## Instructions for the task
From the entries below, list each line with "rough".

BEGIN Entries shown

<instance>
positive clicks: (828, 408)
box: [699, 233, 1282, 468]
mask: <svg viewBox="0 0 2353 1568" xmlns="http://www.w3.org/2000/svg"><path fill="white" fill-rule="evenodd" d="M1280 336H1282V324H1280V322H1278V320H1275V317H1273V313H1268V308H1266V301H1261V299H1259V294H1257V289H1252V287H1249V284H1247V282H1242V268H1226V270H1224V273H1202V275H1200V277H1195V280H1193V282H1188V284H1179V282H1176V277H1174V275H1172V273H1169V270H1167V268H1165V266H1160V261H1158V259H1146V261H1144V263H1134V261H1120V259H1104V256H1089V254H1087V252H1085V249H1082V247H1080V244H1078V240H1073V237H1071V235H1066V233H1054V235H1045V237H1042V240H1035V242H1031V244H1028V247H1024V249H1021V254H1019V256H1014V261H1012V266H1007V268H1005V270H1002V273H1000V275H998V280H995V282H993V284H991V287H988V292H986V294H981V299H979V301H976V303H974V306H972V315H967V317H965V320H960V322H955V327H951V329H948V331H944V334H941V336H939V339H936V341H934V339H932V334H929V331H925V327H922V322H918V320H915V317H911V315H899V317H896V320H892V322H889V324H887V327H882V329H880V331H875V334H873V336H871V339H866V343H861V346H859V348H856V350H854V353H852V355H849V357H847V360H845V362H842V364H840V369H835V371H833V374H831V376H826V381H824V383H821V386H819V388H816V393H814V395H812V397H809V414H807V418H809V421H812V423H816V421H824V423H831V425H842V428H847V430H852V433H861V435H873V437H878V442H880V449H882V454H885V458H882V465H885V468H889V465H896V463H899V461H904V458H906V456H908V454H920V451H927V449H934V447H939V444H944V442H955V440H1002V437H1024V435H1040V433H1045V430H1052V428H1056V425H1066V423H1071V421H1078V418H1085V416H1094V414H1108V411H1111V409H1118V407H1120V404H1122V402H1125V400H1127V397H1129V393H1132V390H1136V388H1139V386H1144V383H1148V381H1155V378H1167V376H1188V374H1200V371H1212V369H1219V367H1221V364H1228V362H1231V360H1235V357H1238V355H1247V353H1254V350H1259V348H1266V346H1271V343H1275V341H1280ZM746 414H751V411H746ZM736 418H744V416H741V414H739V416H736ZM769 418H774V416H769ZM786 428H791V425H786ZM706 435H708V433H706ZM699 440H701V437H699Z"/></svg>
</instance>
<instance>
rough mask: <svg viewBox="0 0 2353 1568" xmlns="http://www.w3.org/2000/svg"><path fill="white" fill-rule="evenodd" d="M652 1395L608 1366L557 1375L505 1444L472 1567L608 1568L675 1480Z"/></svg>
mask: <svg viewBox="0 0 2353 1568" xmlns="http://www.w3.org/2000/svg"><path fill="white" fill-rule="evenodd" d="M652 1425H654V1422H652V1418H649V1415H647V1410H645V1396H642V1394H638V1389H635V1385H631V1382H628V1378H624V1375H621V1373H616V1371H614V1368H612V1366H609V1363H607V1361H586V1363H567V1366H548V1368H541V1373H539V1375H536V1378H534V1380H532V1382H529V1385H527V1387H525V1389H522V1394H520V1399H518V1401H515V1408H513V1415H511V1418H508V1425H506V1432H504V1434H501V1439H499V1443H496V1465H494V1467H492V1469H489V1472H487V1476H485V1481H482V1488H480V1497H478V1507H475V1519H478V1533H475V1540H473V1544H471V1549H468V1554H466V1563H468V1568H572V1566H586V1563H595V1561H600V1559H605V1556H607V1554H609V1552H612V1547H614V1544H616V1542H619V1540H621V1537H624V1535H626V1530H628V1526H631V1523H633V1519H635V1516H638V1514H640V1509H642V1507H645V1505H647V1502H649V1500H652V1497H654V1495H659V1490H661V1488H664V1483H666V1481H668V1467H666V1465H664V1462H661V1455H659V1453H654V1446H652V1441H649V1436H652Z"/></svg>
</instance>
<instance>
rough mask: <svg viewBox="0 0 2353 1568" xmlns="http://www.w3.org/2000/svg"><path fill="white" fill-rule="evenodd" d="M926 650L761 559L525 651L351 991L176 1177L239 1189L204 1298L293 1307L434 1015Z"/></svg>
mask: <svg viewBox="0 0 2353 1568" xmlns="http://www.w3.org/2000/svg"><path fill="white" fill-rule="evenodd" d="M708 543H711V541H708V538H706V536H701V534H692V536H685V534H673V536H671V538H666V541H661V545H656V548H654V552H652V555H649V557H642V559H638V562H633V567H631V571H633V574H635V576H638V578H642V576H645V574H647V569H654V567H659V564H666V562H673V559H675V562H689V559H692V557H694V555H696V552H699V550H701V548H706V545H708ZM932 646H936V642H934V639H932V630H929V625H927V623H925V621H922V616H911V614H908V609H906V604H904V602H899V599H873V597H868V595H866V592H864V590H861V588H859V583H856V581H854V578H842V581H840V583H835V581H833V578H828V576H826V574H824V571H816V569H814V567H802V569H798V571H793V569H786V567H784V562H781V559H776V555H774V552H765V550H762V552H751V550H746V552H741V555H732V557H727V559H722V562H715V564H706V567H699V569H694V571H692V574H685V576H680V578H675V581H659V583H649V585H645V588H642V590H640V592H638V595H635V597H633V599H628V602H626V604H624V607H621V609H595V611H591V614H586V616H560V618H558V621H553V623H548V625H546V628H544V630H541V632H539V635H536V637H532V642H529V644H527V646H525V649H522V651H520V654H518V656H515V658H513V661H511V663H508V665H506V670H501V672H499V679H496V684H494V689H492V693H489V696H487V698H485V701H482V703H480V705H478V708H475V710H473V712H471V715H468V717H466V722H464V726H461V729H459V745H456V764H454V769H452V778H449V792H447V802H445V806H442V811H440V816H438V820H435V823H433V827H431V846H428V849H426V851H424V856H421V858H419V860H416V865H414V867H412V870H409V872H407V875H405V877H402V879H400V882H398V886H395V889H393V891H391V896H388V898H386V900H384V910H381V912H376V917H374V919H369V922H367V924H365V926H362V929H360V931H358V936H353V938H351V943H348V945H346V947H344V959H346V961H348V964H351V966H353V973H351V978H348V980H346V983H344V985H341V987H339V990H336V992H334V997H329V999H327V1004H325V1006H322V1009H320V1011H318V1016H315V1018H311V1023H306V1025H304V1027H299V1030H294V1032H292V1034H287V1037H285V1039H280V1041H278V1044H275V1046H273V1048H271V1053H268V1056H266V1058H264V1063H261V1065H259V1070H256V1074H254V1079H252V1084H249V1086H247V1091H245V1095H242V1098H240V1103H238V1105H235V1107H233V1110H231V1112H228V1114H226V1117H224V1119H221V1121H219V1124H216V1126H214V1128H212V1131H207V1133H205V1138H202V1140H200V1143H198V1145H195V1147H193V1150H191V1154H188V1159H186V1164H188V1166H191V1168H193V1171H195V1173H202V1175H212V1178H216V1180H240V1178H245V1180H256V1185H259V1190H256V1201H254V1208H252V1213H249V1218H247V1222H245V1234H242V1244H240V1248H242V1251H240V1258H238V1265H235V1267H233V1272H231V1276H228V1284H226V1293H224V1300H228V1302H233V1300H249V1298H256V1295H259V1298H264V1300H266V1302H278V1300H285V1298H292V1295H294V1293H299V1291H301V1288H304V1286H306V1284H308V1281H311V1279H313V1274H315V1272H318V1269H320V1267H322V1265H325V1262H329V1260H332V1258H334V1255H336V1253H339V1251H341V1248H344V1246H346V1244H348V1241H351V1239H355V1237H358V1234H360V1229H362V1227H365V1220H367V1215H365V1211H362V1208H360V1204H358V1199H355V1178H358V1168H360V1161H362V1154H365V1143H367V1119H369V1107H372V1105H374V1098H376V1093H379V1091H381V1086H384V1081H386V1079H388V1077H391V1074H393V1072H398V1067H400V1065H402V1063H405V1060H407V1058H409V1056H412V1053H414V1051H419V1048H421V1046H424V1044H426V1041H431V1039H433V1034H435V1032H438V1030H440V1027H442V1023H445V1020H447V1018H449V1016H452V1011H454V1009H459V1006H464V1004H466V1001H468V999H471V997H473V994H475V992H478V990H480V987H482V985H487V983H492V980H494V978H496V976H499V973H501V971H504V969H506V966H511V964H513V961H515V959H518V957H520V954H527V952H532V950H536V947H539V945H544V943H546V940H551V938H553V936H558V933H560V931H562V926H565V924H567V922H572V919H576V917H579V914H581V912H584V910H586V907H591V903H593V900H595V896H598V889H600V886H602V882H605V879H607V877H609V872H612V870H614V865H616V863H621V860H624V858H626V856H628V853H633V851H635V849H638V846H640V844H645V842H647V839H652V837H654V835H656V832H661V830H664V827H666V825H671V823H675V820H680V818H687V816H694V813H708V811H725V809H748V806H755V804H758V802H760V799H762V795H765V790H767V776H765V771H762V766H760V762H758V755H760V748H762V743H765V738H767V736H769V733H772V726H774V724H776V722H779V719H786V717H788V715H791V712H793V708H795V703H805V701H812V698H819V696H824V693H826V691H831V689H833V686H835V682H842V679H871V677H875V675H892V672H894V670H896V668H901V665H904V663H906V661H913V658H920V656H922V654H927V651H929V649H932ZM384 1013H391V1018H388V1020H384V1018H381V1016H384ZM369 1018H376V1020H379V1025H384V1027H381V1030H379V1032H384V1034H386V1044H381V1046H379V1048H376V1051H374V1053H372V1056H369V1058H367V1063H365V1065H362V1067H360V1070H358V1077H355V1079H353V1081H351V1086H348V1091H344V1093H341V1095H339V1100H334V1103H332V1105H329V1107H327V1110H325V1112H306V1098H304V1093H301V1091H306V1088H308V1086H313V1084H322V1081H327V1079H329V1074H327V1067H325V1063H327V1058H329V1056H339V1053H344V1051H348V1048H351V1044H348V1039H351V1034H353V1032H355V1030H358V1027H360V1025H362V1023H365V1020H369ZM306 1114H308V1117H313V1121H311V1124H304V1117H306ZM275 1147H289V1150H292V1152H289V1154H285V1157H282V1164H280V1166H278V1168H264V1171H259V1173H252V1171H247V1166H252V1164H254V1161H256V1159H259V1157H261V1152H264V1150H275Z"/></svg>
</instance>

END Entries shown

## Task result
rough mask: <svg viewBox="0 0 2353 1568" xmlns="http://www.w3.org/2000/svg"><path fill="white" fill-rule="evenodd" d="M652 1395L608 1366L557 1375L505 1444L472 1567L608 1568L675 1480Z"/></svg>
rough mask: <svg viewBox="0 0 2353 1568" xmlns="http://www.w3.org/2000/svg"><path fill="white" fill-rule="evenodd" d="M926 650L761 559L525 651L351 991L176 1177L239 1189L204 1298L293 1307L434 1015Z"/></svg>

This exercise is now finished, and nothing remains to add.